(PROMPT 1): Translate this sentence from the mailing-list reply into Spanish: "You will need to make time to do some of your own research, unfortunately."

(SOURCE TEXT):
** Start **
[BioC] How map probeset_id to gene_symbols or other annotation information?

Sun Aug 9 23:46:03 CEST 2009

On Aug 9, 2009, at 13:06 , Peng Yu wrote:

> On Sun, Aug 9, 2009 at 12:03 PM, Sean Davis<seandavi at gmail.com> wrote:
>>
>> Hi, Peng.
>>
>> I don't mean to sound rude, but everyone on this list is quite  
>> busy.  You
>> will need to make time to do some of your own research,  
>> unfortunately.  As
>> an exercise and an answer to your question, check out the Table of  
>> Contents
>> of the R Data Import/Export.  If there is still a question about what
>> section is most appropriate, feel free to post back to the list the  
>> code you
>> have tried, any error messages, and the output of sessionInfo().   
>> And, yes,
>> you will benefit from at least skimming the entire manual--you will  
>> learn
>> quite a bit.
** End **
[Point annotation dataset records]
** Start **
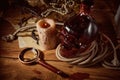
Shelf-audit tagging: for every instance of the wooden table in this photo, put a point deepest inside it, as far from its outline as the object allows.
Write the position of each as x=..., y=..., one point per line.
x=12, y=69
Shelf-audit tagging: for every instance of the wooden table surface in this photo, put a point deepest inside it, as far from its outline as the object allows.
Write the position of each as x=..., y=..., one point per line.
x=12, y=69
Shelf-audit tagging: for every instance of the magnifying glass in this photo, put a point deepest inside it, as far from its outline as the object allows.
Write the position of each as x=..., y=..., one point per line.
x=31, y=56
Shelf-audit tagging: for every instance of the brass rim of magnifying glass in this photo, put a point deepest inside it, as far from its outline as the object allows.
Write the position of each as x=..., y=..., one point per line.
x=21, y=56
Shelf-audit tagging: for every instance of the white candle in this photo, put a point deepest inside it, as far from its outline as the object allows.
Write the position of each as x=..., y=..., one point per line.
x=47, y=34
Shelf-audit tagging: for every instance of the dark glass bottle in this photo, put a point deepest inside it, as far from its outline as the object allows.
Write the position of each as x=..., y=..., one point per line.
x=78, y=32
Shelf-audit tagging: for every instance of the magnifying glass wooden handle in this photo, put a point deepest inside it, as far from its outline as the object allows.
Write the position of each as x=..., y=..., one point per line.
x=53, y=69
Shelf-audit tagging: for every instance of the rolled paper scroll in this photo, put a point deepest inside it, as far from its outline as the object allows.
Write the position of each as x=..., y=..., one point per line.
x=47, y=34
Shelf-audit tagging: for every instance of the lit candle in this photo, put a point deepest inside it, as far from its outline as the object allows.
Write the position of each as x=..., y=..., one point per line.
x=47, y=34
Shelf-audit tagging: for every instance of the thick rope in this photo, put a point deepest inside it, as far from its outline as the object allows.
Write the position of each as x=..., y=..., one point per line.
x=97, y=52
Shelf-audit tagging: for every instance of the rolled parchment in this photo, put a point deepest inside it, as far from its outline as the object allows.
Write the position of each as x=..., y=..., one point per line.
x=47, y=34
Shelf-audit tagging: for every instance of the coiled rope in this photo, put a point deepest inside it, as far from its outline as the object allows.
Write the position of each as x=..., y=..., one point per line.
x=97, y=52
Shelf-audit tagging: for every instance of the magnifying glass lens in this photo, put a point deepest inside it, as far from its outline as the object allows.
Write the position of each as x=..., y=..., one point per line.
x=29, y=56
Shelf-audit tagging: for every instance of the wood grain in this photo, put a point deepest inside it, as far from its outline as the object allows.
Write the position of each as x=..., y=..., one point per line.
x=12, y=69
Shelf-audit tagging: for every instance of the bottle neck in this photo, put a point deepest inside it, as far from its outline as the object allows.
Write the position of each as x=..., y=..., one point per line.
x=84, y=9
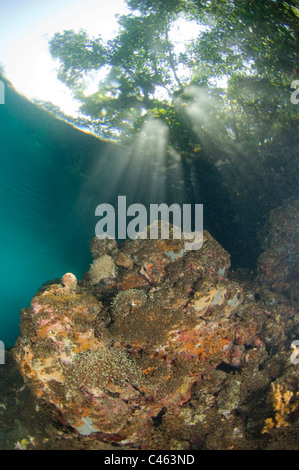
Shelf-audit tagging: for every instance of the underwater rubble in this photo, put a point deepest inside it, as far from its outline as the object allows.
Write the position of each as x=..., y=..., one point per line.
x=158, y=348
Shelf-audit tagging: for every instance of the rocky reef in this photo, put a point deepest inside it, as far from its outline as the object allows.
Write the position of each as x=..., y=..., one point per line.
x=161, y=349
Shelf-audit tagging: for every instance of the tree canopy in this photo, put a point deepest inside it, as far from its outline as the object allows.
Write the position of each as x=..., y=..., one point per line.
x=223, y=92
x=250, y=46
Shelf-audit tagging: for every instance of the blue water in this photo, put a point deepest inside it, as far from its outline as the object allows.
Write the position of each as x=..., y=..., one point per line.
x=41, y=236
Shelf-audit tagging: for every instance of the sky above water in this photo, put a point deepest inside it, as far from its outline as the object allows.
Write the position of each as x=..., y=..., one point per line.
x=26, y=26
x=25, y=29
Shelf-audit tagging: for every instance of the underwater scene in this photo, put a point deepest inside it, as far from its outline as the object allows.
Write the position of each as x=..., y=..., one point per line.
x=149, y=240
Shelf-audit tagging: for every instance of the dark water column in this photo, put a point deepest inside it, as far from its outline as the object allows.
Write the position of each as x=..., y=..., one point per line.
x=43, y=166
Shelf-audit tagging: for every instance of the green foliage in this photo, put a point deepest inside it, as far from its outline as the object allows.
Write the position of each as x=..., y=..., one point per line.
x=252, y=45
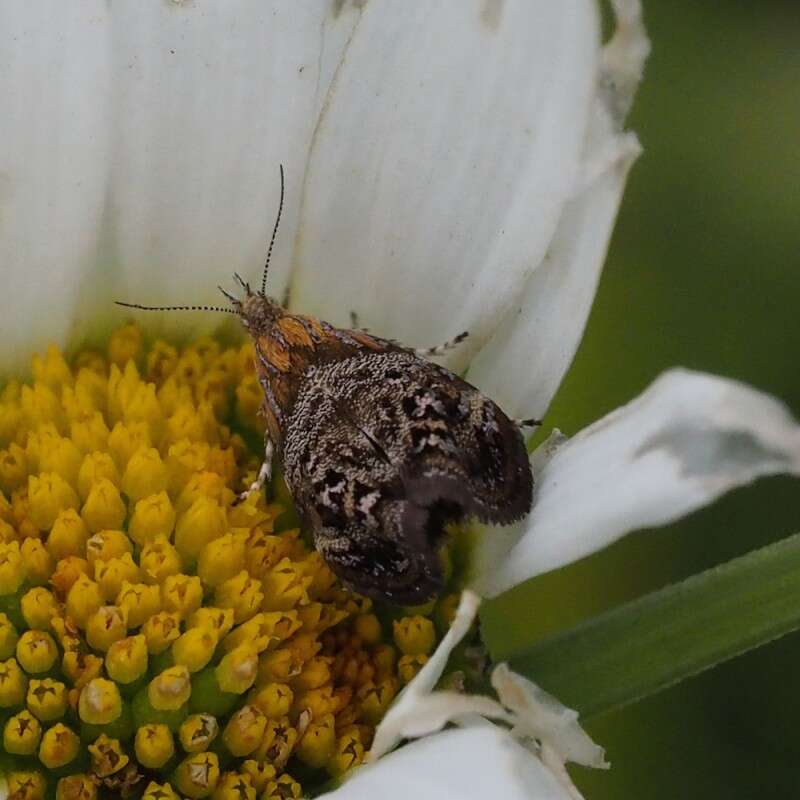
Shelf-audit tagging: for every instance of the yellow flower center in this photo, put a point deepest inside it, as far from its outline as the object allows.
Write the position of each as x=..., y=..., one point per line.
** End **
(PROMPT 2): In the records, update everything from "Shelf-audit tagging: for every instance of the blue" down to "x=149, y=240" by changing "Shelf-audit tagging" to "Scene tagging" and leaving all else as it is. Return only those lines.

(RESPONSE 1): Lamentablemente, tendrás que sacar tiempo para investigar un poco por tu cuenta.

(RESPONSE 2):
Scene tagging: for every instance of the blue water in this photo, put a point deepest inside it, as far from its outline as the object allows.
Write the position of each as x=..., y=..., one point per line.
x=41, y=236
Scene tagging: for every instance of the sky above water in this photo, put a point deepest inside it, as far from its outline as the object allows.
Write the position of each as x=..., y=..., one point per line.
x=26, y=26
x=25, y=29
Scene tagging: for every instance of the underwater scene in this photo, put a point deepest inside it, as far from its outline as the object allows.
Write the position of each as x=..., y=..., one point per line.
x=149, y=240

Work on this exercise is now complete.